**EXTRACTED INFORMATION**

# # # # # # #

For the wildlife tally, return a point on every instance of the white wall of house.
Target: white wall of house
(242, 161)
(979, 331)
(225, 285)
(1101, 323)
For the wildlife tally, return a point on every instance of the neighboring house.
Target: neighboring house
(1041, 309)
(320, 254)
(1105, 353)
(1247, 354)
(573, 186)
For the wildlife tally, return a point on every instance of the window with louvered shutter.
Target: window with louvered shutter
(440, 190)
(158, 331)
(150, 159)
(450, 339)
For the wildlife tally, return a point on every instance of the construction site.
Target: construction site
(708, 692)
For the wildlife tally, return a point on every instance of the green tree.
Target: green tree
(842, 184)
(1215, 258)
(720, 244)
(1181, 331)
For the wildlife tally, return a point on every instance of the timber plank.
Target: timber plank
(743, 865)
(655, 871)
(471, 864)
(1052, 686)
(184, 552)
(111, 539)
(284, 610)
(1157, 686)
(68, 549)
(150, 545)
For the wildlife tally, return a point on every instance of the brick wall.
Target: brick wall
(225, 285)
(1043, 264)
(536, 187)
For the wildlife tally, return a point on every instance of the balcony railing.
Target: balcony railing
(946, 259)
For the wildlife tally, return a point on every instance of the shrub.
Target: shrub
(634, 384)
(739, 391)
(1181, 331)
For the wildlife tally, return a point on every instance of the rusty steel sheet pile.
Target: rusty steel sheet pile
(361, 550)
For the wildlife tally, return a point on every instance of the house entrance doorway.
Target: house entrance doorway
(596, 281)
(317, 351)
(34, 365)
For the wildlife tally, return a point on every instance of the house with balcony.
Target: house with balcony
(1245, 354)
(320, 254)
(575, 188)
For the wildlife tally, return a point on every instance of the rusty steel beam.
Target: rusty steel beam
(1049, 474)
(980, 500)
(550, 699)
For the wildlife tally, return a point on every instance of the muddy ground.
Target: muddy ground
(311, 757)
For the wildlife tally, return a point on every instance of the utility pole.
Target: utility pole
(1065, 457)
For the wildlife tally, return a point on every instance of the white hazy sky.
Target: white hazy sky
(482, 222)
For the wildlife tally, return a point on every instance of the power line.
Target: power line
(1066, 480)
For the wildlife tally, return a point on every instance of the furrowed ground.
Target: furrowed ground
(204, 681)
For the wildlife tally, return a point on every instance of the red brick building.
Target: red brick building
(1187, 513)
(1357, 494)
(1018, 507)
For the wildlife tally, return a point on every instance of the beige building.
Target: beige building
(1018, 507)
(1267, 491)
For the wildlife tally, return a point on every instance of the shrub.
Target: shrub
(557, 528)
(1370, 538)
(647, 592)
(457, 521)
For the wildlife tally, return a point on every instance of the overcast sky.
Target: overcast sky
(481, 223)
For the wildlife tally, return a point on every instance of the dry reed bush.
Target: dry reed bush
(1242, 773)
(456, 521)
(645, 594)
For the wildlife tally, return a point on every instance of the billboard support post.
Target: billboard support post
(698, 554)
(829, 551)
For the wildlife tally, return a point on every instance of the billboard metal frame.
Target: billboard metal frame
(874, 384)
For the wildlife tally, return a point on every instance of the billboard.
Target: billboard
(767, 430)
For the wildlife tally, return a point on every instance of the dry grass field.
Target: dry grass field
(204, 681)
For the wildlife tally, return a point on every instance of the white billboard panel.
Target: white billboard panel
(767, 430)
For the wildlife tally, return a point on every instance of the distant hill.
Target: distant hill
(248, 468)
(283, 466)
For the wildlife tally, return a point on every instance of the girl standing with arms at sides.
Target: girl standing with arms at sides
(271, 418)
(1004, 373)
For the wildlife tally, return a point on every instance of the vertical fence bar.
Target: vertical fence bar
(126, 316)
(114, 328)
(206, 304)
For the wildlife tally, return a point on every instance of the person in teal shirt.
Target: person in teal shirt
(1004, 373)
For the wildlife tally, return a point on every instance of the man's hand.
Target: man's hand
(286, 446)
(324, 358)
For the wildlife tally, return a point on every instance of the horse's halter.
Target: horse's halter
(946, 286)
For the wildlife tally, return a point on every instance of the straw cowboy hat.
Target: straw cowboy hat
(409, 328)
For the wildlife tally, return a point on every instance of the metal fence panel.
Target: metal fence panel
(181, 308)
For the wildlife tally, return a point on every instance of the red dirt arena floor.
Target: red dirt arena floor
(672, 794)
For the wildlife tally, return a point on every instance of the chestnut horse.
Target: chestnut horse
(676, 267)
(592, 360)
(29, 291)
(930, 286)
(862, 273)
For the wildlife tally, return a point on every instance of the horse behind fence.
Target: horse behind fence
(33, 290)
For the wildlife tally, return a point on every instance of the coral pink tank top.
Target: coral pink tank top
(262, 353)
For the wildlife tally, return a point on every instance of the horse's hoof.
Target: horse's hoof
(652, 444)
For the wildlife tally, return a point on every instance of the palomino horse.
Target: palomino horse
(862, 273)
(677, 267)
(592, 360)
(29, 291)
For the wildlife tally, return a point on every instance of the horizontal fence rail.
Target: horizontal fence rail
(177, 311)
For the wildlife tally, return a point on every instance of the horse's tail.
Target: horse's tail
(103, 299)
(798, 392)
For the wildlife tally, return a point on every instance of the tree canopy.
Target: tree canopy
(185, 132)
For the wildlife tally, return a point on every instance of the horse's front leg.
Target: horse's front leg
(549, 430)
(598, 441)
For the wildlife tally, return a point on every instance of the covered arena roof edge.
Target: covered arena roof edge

# # # # # # #

**WHAT IS ASKED**
Reproduce all of the records above word for word, keeping their original order.

**SOLUTION FOR THIS PROBLEM**
For the wildlife tally, return a point on every instance of the white wall of house.
Target: white wall of house
(242, 161)
(979, 331)
(225, 285)
(1101, 323)
For the wildlife tally, return a point on every instance of the neighboring house.
Target: neighboring house
(1041, 309)
(320, 254)
(1105, 353)
(1247, 354)
(573, 186)
For the wildlife tally, return a point on every instance of the window with louvered shutter.
Target: window with louvered shutter
(440, 190)
(158, 331)
(150, 159)
(450, 339)
For the wildlife tally, return a point on every instance of the construction site.
Target: construction site
(708, 692)
For the wildlife tally, return a point on every instance of the green tree.
Target: green tree
(842, 184)
(1215, 258)
(720, 244)
(1181, 331)
For the wildlife tally, return a point on every instance of the timber plank.
Target: timber plank
(743, 865)
(655, 871)
(471, 864)
(1052, 686)
(184, 552)
(111, 539)
(284, 610)
(1157, 686)
(68, 549)
(150, 545)
For the wildlife tally, return a point on every instance of the brick wall.
Target: brick wall
(225, 285)
(1043, 264)
(536, 187)
For the wildlife tally, return a point on every instance of the balcony railing.
Target: balcony railing
(946, 259)
For the wildlife tally, return a point on every instance of the shrub.
Target: shrub
(634, 384)
(739, 391)
(1181, 331)
For the wildlife tally, return a point on every instance of the rusty steel sheet pile.
Target: rusty steel sheet pile
(361, 550)
For the wildlife tally, return a point on every instance of the house entrance doorway.
Target: house entrance doorway
(596, 281)
(317, 351)
(34, 365)
For the wildlife tally, return a point on every instance of the house with balcony.
Target: house with balcony
(1245, 354)
(320, 254)
(575, 188)
For the wildlife tally, return a point on every instance of the rusty steel beam.
Target: rusty steel beam
(1049, 474)
(980, 500)
(550, 699)
For the wildlife tally, return a point on every instance of the muddy ground.
Target: muddy ground
(311, 757)
For the wildlife tally, return a point on every instance of the utility pole.
Target: utility pole
(1065, 457)
For the wildlife tally, return a point on every instance of the white hazy sky.
Target: white hazy sky
(482, 222)
For the wildlife tally, return a point on every instance of the power line.
Target: power line
(1066, 480)
For the wildlife tally, return a point on every instance of the furrowed ground.
Target: furrowed ground
(204, 681)
For the wildlife tally, return a point on every instance of the red brick building.
Target: red brick building
(1187, 513)
(1357, 494)
(1018, 507)
For the wildlife tally, return a point on every instance of the beige building.
Target: beige building
(1018, 507)
(1267, 491)
For the wildlife tally, return a point on every instance of the shrub.
Target: shrub
(557, 528)
(1370, 538)
(647, 592)
(457, 521)
For the wildlife tally, return a point on every instance of the overcast sky.
Target: overcast sky
(481, 223)
For the wildlife tally, return a point on every instance of the dry reed bush.
Target: dry reed bush
(1242, 773)
(456, 521)
(645, 594)
For the wildlife tally, return a point on every instance of the billboard support post.
Target: billboard support post
(698, 554)
(829, 551)
For the wildlife tally, return a point on every instance of the billboard metal frame.
Target: billboard metal frame
(874, 384)
For the wildlife tally, return a point on every instance of the billboard.
Target: billboard
(767, 430)
For the wildlife tally, return a point on every instance of the dry grass field.
Target: dry grass field
(204, 681)
For the wildlife tally, return a point on every instance of the white billboard panel.
Target: white billboard panel
(767, 430)
For the wildlife tally, return a point on every instance of the distant hill.
Target: distant hill
(248, 468)
(283, 466)
For the wildlife tally, return a point on every instance of the girl standing with arms at sides.
Target: girl standing with arms at sides
(271, 418)
(1004, 373)
For the wildlife tally, return a point on every instance of the vertical fence bar.
Target: vertical fence bar
(126, 316)
(114, 328)
(206, 304)
For the wildlife tally, return a point on every instance of the person in teal shirt.
Target: person in teal shirt
(1004, 373)
For the wildlife tally, return a point on every instance of the man's hand.
Target: man's hand
(286, 446)
(324, 358)
For the wildlife tally, return a point on every instance of the horse's halter.
Target: horse's halter
(946, 286)
For the wildlife tally, return a point on every instance of the straw cowboy hat.
Target: straw cowboy hat
(409, 328)
For the wildlife tally, return a point on every instance of the metal fence panel.
Target: metal fence panel
(181, 308)
For the wildlife tally, return a point on every instance of the red dirt arena floor.
Target: red dirt arena floor
(672, 794)
For the wildlife tally, return a point on every instance of the chestnut horse.
Target: chestnut horse
(676, 267)
(592, 360)
(29, 291)
(930, 286)
(862, 273)
For the wildlife tally, return a point on every instance of the horse behind fence.
Target: horse behind fence
(33, 290)
For the wildlife tally, return a point on every instance of the coral pink tank top.
Target: coral pink tank top
(262, 353)
For the wildlife tally, return a point on every instance of the horse's hoof.
Target: horse's hoof
(652, 444)
For the wildlife tally, return a point on every instance of the palomino horse.
Target: palomino horse
(862, 273)
(677, 267)
(592, 360)
(29, 291)
For the wildlife tally, return a point on every instance of the horizontal fence rail.
Target: horizontal fence rail
(177, 311)
For the wildlife tally, return a point on every instance of the horse's tail.
Target: horse's tail
(103, 299)
(798, 392)
For the wildlife tally, return a point on every instance of the tree canopy.
Target: tree canopy
(185, 132)
For the wildlife tally, return a point on every instance of the horse's front leg.
Target: horse's front leg
(549, 430)
(598, 441)
For the wildlife tally, return a point on every instance of the covered arena roof edge.
Target: covered arena roof edge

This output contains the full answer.